_What you should do_
Report each line of the data that includes the word "railing".

_Data_
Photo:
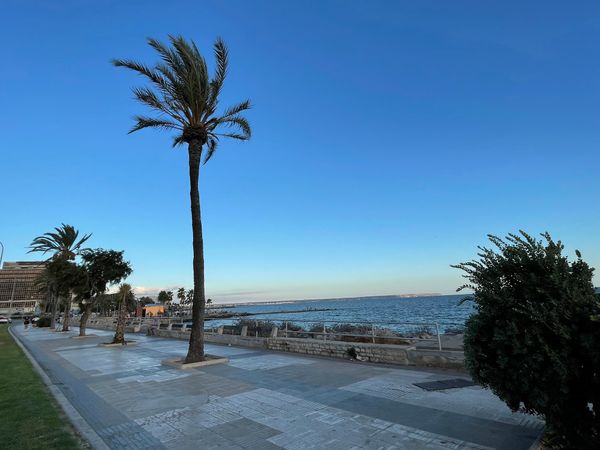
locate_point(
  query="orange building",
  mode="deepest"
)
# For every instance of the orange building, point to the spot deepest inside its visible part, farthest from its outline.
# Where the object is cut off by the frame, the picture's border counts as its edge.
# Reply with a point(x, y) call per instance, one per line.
point(153, 309)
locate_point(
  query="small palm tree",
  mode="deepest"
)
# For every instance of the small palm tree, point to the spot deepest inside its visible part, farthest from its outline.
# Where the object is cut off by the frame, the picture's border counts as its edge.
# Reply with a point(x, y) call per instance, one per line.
point(185, 97)
point(65, 245)
point(123, 295)
point(63, 242)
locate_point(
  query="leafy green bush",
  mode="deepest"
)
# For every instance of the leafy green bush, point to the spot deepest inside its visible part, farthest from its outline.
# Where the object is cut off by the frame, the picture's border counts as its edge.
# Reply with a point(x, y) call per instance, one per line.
point(43, 321)
point(532, 339)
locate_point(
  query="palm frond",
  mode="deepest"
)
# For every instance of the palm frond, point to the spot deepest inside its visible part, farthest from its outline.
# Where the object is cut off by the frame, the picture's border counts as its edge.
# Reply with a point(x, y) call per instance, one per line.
point(149, 122)
point(237, 122)
point(211, 146)
point(236, 109)
point(182, 91)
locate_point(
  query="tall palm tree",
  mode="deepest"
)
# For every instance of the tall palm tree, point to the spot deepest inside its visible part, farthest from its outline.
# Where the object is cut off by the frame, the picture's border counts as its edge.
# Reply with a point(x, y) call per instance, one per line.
point(65, 245)
point(185, 98)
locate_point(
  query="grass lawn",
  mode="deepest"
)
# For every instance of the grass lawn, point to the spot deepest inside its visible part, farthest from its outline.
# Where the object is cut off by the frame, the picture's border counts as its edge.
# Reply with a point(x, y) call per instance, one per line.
point(30, 418)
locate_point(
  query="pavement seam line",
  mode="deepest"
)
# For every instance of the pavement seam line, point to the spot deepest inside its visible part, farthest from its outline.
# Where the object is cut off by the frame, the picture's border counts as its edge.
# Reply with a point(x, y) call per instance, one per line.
point(76, 419)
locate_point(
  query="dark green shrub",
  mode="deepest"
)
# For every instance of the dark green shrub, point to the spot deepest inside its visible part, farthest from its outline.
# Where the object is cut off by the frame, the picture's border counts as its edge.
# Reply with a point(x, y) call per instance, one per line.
point(43, 321)
point(532, 339)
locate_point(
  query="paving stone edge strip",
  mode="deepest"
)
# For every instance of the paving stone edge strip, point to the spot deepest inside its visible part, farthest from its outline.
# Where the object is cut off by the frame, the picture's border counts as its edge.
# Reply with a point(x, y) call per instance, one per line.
point(78, 422)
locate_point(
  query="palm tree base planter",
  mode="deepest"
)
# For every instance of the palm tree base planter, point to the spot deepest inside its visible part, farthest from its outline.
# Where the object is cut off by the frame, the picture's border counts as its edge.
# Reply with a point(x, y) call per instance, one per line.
point(117, 344)
point(209, 360)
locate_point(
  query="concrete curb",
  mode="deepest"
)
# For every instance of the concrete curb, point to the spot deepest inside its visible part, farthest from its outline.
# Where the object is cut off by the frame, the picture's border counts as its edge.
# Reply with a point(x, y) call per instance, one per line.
point(78, 422)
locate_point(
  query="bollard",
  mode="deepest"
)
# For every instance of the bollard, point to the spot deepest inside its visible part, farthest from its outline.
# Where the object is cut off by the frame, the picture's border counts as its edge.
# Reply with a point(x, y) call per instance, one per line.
point(437, 331)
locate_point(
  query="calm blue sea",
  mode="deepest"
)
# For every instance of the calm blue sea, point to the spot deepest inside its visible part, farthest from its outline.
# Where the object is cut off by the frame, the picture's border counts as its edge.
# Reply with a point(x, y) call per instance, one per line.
point(443, 310)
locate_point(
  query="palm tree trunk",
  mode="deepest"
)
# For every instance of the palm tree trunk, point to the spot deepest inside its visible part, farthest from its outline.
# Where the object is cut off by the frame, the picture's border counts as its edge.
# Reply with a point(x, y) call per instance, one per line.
point(67, 320)
point(84, 317)
point(53, 310)
point(120, 331)
point(196, 347)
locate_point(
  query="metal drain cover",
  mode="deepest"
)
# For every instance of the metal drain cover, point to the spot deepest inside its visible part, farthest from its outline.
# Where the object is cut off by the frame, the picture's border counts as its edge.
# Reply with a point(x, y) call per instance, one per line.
point(440, 385)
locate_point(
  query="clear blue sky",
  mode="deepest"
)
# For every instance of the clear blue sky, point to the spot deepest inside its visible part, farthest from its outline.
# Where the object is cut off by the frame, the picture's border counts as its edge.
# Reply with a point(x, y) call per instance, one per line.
point(388, 139)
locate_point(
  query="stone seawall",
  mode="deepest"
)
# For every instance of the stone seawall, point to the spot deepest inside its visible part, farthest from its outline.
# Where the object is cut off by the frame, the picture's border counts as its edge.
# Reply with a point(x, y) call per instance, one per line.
point(406, 355)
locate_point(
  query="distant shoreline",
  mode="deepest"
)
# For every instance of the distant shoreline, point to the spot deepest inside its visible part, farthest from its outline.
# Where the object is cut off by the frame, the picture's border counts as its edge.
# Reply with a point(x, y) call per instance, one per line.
point(367, 297)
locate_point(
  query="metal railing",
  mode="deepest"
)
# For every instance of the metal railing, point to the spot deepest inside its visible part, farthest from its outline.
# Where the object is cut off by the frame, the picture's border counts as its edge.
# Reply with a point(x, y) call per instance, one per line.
point(326, 330)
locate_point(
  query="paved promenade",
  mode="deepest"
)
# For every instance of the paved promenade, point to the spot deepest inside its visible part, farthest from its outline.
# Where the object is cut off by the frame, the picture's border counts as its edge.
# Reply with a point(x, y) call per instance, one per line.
point(266, 400)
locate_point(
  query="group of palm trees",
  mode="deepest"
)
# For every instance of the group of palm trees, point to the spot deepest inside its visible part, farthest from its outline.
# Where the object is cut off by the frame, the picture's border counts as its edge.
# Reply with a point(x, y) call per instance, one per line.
point(73, 273)
point(184, 97)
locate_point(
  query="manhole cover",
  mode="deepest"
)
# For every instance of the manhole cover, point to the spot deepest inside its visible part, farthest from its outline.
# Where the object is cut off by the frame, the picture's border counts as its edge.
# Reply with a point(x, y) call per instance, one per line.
point(440, 385)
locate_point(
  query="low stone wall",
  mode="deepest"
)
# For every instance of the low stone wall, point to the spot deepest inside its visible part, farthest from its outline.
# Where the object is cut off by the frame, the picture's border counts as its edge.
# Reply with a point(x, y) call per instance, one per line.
point(377, 353)
point(405, 355)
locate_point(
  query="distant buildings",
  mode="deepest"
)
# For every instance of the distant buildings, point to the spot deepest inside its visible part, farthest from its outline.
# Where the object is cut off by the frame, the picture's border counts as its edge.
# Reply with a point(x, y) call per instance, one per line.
point(18, 292)
point(153, 309)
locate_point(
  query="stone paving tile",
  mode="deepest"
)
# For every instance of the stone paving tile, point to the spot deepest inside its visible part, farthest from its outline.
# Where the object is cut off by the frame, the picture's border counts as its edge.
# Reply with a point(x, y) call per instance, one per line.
point(267, 362)
point(267, 400)
point(469, 401)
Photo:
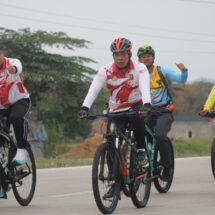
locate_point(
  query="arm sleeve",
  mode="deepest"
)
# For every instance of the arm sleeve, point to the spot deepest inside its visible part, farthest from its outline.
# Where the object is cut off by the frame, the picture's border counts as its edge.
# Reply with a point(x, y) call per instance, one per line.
point(97, 84)
point(17, 64)
point(144, 84)
point(210, 100)
point(173, 76)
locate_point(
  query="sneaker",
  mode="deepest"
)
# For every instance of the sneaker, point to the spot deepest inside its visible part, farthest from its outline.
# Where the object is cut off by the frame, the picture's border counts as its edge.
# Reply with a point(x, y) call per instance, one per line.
point(21, 157)
point(142, 160)
point(2, 193)
point(166, 174)
point(110, 193)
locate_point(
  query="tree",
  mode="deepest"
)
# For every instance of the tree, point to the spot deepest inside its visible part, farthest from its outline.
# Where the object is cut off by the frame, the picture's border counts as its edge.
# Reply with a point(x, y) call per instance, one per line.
point(57, 83)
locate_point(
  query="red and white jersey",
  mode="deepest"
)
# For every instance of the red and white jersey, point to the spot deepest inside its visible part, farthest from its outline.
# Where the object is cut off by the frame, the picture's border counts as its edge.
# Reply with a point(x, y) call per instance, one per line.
point(126, 88)
point(11, 86)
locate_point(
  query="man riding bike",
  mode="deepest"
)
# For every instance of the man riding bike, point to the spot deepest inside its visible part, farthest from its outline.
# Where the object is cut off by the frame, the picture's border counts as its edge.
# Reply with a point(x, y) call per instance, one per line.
point(14, 104)
point(209, 103)
point(161, 101)
point(128, 85)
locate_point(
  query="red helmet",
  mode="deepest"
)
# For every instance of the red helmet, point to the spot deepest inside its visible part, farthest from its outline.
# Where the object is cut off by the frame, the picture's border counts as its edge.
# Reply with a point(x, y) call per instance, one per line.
point(120, 45)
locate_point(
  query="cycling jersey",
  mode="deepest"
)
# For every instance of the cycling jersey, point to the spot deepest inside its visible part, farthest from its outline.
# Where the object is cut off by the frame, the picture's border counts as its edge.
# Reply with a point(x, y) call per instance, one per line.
point(158, 91)
point(210, 100)
point(11, 86)
point(126, 88)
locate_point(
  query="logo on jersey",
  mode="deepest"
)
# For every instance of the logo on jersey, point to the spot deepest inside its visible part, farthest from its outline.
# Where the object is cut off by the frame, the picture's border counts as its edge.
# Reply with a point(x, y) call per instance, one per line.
point(114, 78)
point(131, 77)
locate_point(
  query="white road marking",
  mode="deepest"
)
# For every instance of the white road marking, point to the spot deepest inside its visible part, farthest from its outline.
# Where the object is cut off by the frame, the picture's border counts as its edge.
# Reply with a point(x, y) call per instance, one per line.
point(70, 194)
point(90, 166)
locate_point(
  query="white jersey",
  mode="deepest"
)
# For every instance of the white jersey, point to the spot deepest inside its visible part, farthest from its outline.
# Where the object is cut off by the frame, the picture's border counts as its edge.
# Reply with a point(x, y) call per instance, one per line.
point(11, 86)
point(126, 88)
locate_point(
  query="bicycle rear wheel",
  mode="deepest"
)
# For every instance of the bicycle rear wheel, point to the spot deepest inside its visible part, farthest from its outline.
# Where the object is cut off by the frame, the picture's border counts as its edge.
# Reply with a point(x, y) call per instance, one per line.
point(105, 174)
point(24, 180)
point(140, 186)
point(161, 185)
point(213, 157)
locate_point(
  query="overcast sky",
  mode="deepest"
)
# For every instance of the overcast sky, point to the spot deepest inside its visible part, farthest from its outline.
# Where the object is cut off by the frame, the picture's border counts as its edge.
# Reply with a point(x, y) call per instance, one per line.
point(178, 30)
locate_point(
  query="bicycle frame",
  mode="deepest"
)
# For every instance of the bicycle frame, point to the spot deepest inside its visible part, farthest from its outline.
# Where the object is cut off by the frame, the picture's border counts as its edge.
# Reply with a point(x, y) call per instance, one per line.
point(150, 147)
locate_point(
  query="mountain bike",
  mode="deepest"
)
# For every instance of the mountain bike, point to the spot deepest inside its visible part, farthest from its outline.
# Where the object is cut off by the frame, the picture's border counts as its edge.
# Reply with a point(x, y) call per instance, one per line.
point(116, 166)
point(212, 115)
point(22, 178)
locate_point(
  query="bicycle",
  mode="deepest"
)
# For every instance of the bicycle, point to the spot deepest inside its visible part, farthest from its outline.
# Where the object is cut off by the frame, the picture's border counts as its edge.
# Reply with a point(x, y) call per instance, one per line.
point(22, 178)
point(117, 165)
point(212, 115)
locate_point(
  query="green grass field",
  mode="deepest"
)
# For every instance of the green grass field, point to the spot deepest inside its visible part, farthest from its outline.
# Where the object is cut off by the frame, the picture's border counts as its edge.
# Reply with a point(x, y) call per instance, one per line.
point(192, 147)
point(183, 148)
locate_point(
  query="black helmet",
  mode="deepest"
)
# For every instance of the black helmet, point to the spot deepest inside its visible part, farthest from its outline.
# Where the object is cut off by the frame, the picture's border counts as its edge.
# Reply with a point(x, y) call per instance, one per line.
point(120, 44)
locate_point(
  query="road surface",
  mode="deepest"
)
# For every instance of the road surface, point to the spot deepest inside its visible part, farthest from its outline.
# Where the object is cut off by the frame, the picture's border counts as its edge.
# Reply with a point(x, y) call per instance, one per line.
point(67, 191)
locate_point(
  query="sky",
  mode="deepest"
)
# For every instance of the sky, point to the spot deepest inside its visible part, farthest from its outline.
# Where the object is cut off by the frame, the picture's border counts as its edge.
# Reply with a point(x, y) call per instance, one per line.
point(180, 31)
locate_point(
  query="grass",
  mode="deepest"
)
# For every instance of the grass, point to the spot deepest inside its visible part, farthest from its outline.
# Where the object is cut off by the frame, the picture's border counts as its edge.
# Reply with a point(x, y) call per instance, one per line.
point(192, 147)
point(182, 148)
point(42, 163)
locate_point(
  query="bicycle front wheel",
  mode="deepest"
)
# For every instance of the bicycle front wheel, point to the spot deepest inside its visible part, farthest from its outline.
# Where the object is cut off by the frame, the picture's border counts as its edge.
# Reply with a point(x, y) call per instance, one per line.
point(140, 186)
point(24, 180)
point(161, 185)
point(213, 157)
point(105, 178)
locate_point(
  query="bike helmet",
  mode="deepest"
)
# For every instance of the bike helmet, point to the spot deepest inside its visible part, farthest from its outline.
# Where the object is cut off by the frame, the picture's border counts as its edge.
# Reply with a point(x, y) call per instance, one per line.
point(145, 50)
point(120, 45)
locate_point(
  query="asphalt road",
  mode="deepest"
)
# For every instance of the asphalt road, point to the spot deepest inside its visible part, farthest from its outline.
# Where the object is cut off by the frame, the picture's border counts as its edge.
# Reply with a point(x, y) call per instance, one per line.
point(68, 191)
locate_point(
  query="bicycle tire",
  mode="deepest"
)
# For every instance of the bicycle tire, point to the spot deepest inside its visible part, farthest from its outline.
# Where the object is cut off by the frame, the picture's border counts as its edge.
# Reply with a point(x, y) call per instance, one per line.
point(161, 186)
point(16, 171)
point(137, 185)
point(105, 151)
point(213, 157)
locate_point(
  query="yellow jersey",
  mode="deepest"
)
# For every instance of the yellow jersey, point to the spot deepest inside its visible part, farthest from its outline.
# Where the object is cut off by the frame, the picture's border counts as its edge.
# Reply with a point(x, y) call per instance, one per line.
point(210, 100)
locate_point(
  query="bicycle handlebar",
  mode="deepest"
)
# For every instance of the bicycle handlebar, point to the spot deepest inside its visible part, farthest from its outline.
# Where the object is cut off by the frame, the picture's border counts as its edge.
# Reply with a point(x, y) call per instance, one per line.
point(211, 114)
point(115, 115)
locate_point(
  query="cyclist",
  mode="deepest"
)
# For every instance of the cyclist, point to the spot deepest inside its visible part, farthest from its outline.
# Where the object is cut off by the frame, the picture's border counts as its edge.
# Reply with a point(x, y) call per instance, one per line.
point(128, 85)
point(14, 102)
point(209, 103)
point(161, 101)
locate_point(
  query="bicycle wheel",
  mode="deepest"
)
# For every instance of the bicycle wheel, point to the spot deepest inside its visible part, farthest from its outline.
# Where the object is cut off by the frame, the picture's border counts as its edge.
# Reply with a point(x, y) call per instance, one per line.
point(163, 186)
point(140, 186)
point(213, 157)
point(125, 189)
point(105, 174)
point(24, 181)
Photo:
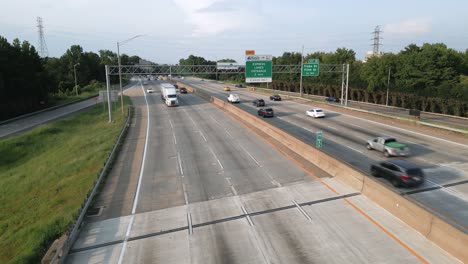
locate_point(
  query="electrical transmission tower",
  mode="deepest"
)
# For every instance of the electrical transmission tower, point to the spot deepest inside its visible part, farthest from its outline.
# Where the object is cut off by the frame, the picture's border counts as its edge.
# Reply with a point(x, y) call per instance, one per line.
point(43, 52)
point(377, 43)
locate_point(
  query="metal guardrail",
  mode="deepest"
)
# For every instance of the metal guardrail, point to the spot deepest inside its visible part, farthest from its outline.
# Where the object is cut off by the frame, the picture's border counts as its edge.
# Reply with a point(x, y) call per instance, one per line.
point(61, 253)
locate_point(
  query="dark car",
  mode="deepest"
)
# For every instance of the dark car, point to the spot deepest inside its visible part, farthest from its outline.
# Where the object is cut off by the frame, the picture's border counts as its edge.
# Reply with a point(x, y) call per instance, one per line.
point(265, 112)
point(332, 99)
point(258, 102)
point(275, 97)
point(399, 172)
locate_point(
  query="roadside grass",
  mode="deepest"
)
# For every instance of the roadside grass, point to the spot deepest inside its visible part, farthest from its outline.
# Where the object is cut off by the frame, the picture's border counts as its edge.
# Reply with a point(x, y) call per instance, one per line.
point(45, 175)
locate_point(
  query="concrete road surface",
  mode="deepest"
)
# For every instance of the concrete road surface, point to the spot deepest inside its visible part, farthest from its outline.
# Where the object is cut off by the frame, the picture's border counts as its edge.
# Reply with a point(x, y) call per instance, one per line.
point(210, 191)
point(444, 159)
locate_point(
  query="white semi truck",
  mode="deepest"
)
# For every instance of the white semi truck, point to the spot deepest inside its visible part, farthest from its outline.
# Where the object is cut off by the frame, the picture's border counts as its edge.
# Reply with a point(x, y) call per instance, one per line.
point(169, 94)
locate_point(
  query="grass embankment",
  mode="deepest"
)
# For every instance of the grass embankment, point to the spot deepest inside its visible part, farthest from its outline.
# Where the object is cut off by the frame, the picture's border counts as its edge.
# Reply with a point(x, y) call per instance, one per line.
point(45, 175)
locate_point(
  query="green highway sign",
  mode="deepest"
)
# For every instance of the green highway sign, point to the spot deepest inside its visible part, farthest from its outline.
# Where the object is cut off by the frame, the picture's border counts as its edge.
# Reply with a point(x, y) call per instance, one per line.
point(318, 139)
point(258, 68)
point(311, 68)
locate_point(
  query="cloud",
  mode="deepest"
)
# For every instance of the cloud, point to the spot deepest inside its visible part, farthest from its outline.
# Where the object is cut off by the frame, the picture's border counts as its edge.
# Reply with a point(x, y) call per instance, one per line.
point(409, 27)
point(211, 17)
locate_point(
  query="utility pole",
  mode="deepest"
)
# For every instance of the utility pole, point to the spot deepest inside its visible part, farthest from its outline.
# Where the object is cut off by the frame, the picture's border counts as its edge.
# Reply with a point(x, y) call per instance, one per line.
point(43, 52)
point(342, 83)
point(388, 85)
point(120, 70)
point(108, 93)
point(347, 80)
point(377, 43)
point(76, 83)
point(302, 65)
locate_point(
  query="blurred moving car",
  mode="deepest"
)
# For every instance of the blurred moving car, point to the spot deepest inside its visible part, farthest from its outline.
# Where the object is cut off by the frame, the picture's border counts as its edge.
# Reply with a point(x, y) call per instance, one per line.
point(258, 102)
point(234, 98)
point(265, 112)
point(332, 99)
point(315, 112)
point(399, 172)
point(389, 146)
point(275, 97)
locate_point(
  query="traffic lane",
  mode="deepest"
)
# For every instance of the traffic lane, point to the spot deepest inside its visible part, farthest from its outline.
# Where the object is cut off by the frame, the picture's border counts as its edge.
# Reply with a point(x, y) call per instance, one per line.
point(244, 160)
point(422, 151)
point(364, 164)
point(161, 185)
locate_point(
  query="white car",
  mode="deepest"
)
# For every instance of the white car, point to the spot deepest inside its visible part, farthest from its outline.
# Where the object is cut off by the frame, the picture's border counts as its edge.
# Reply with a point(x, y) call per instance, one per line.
point(234, 98)
point(315, 112)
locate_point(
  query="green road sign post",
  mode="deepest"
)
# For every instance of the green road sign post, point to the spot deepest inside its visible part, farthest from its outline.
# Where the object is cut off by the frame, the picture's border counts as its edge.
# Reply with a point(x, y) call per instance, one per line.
point(258, 68)
point(318, 139)
point(311, 68)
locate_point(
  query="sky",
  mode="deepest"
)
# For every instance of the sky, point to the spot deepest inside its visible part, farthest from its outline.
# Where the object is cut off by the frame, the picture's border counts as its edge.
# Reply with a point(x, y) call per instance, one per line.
point(218, 29)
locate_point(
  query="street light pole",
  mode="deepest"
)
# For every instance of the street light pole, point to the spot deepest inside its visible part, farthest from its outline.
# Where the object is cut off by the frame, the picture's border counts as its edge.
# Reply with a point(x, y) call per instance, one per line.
point(76, 84)
point(120, 70)
point(388, 85)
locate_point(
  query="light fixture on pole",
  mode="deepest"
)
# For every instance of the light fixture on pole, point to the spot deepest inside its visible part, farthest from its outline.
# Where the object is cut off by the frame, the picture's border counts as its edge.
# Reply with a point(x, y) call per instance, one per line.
point(120, 70)
point(76, 84)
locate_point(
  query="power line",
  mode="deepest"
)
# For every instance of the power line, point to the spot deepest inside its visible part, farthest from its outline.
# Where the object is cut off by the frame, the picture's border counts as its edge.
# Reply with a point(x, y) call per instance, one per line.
point(376, 39)
point(43, 52)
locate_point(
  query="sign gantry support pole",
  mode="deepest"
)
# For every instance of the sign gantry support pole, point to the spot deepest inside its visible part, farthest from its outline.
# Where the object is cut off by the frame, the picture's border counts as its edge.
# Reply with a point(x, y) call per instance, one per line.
point(109, 106)
point(302, 65)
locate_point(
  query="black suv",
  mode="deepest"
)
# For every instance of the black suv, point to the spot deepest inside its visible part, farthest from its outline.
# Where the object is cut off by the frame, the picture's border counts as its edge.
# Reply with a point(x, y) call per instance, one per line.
point(258, 102)
point(275, 97)
point(265, 112)
point(399, 172)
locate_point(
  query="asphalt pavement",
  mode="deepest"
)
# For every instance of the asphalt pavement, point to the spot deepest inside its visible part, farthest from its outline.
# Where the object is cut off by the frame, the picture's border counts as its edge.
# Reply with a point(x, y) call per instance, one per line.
point(444, 160)
point(210, 191)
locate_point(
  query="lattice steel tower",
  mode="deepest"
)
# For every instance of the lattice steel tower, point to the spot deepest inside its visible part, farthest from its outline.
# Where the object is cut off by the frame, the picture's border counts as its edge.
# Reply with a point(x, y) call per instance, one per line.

_Reply to the exercise_
  query="metal railing",
# For every instance of the metal railing, point to the spot deepest inside its visible part, farthest from its outline.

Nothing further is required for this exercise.